### [PAGE TEXT]
>> start

# George Martin has died



## KenOC (Mar 7, 2011)

Passed at 90, according to a tweet from Ringo Starr. He had a huge impact.


----------



## Pugg (Aug 8, 2014)

Didn't know he was ill


----------



## regenmusic (Oct 23, 2014)

I heard it was a rumor.....but now I see its true.....


----------



## DavidA (Dec 14, 2012)

Seems an attack of old age. He was 90. Was never a great fan of the Beatles but without Martin they would have been just another boy band. Great producer.


----------



## elgar's ghost (Aug 8, 2010)

They were lucky to have such a talented man at the helm, especially when it came to orchestral arrangements.


----------



## Mayerl (May 5, 2008)

"attack of old age" !!!!! The man was a far better musician than most on here could ever hope to be and I think any mention of him is well worthy of a more respectful remark than this.


----------



## Strange Magic (Sep 14, 2015)

>> end

### [RECORD EXTRACTS]
>> start

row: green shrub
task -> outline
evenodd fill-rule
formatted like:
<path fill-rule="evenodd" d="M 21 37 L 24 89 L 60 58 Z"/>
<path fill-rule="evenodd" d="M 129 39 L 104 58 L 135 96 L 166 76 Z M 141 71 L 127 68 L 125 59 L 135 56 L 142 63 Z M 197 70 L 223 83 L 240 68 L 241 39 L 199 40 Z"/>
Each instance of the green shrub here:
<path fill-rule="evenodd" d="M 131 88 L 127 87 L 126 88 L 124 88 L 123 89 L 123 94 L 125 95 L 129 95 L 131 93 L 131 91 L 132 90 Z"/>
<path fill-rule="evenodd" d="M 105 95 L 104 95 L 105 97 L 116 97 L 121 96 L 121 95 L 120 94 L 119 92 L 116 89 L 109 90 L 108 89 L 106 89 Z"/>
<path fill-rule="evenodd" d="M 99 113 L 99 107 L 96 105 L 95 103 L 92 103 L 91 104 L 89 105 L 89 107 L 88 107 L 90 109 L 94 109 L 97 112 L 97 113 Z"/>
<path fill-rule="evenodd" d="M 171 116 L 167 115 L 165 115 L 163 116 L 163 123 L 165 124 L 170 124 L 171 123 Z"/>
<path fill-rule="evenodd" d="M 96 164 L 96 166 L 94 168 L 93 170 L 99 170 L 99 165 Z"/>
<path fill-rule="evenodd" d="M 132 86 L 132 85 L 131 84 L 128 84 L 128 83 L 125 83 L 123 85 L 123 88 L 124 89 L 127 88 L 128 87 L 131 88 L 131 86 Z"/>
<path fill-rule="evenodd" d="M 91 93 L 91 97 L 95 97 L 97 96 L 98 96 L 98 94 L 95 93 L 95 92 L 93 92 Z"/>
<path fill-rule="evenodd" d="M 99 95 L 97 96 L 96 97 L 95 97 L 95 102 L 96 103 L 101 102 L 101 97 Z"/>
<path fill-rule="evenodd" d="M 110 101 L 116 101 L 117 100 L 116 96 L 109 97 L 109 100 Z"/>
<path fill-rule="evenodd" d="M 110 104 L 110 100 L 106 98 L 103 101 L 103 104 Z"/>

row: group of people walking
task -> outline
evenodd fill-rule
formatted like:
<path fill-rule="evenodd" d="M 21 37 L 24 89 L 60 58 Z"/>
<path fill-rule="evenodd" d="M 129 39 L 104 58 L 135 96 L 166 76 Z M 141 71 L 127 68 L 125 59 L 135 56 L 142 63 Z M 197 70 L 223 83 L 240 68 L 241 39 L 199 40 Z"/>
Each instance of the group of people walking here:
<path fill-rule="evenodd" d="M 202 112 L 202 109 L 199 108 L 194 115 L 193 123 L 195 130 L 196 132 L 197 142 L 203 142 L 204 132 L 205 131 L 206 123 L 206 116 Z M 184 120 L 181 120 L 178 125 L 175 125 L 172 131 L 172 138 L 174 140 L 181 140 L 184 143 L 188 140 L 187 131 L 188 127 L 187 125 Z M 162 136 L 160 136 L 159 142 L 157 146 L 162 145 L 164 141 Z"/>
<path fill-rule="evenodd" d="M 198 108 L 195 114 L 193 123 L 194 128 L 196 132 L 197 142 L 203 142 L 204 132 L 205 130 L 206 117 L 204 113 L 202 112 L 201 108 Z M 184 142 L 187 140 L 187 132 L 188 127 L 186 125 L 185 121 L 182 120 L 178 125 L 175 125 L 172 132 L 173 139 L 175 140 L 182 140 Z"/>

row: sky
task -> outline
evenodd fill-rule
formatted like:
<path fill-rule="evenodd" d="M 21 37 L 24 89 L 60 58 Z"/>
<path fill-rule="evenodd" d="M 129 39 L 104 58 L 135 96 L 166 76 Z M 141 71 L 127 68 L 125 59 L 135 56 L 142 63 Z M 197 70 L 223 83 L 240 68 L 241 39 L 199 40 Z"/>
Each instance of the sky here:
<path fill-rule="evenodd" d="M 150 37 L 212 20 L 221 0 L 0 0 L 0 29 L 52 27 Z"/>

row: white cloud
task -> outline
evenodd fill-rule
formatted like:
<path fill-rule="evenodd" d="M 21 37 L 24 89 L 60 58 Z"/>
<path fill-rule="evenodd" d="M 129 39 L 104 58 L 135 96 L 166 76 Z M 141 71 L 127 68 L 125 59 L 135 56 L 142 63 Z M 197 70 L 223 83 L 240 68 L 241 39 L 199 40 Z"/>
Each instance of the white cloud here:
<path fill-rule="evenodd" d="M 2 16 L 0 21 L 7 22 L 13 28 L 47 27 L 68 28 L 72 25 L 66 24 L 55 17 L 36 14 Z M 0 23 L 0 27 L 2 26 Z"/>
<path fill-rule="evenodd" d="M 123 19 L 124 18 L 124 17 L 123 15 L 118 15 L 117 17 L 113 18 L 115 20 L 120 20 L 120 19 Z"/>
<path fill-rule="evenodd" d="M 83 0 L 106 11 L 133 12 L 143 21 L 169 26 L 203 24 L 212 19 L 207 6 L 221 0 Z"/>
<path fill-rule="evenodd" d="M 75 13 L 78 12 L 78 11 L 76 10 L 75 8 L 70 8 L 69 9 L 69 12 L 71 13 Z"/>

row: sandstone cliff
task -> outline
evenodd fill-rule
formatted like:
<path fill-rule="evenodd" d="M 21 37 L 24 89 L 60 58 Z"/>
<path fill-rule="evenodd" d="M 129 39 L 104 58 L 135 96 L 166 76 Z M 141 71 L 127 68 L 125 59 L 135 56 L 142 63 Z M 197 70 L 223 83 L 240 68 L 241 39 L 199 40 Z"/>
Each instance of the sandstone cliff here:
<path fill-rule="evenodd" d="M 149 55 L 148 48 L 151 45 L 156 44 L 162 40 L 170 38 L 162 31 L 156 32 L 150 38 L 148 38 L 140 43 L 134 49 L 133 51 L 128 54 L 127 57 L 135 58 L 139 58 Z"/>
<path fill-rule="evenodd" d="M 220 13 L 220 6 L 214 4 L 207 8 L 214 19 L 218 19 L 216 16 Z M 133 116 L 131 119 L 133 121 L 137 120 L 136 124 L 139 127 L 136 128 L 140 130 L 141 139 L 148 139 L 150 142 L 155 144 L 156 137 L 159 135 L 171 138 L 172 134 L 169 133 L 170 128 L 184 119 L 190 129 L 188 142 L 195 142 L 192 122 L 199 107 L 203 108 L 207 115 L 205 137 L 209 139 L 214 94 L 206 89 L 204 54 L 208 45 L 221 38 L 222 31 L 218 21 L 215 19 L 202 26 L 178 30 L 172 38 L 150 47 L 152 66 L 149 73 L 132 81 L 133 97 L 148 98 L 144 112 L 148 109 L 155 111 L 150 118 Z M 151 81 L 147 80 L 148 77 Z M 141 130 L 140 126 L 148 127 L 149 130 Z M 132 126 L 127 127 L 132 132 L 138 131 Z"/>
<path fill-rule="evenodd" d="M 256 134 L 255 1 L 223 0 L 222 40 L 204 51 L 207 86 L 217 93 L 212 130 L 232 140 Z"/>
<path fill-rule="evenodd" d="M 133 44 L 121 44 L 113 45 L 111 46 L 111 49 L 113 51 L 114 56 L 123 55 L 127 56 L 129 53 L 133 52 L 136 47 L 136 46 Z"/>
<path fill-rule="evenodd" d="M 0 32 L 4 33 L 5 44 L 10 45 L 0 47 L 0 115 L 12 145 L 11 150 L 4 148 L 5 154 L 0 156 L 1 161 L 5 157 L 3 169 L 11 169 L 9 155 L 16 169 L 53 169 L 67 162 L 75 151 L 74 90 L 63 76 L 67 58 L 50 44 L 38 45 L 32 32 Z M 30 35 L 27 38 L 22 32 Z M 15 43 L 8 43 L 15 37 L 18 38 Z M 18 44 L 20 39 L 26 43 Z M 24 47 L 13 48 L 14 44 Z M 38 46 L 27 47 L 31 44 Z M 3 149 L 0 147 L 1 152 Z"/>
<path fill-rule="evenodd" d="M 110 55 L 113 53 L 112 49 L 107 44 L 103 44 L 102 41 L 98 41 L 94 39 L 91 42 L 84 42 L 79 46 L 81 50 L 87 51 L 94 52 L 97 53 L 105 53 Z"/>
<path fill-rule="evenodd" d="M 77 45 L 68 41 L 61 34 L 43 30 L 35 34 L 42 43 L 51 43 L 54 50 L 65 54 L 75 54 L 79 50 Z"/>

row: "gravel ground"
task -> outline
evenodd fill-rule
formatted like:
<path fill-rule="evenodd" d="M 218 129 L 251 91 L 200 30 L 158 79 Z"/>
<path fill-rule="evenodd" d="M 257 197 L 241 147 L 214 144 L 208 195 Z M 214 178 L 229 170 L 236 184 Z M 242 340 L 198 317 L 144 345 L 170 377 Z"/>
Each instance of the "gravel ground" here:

>> end

### [TASKS TO CARRY OUT]
a: In the records, rewrite the lines starting with the one containing "row: white cloud" and running through the one containing "Each instance of the white". Change "white cloud" to "cumulus cloud" and leave everything else untouched.
b: Continue the forum thread about George Martin's death from its last line.

### [ANSWERS GIVEN]
a:
row: cumulus cloud
task -> outline
evenodd fill-rule
formatted like:
<path fill-rule="evenodd" d="M 21 37 L 24 89 L 60 58 Z"/>
<path fill-rule="evenodd" d="M 129 39 L 104 58 L 135 96 L 166 76 Z M 141 71 L 127 68 L 125 59 L 135 56 L 142 63 Z M 197 70 L 223 83 L 240 68 L 241 39 L 199 40 Z"/>
Each instance of the cumulus cloud here:

b:
We will probably never be able to apportion credit between Martin and the Beatles themselves for the Beatles' astonishing, revolutionary musical diversity; that productive, fertile diversity is unmatched anywhere in Rock or Pop. Their range was so wide that one can separate out whole categories of song to focus on--I often just listen to their druggy, psychedelic, mystical, "stoned" songs as a musical world unto itself. Martin and the Beatles: what a team!


----------



## SONNET CLV (May 31, 2014)

Though I do count myself a Beatles fan and have in my library quite a number of discs (LP and CD) from the Fab Four (including the complete albums sets of the Remastered Stereo and Mono on both LP and CD and the box set of the "American Albums" as well as the complete Beatles in the old Parlophone "blue box"...), I paid my personal tribute to Martin and his production skills by listening to the 1975 LP titled HISTORY: AMERICA'S GREATEST HITS (Warner Bros. Records BSK3110) which album was "Produced by George Martin" and features such hits as "A Horse With No Name", "Ventura Highway", "Tin Man" and "Sister Golden Hair". A great album, no doubt. Martin contributed varying degrees of production, arrangements, and remixing on each of the songs on the album.







and


----------



## GodNickSatan (Feb 28, 2013)

Huge loss. The Beatles simply would not have been the same without him.


----------



## Petwhac (Jun 9, 2010)

DavidA said:


> Seems an attack of old age. He was 90. Was never a great fan of the Beatles but without Martin they would have been just another boy band. Great producer.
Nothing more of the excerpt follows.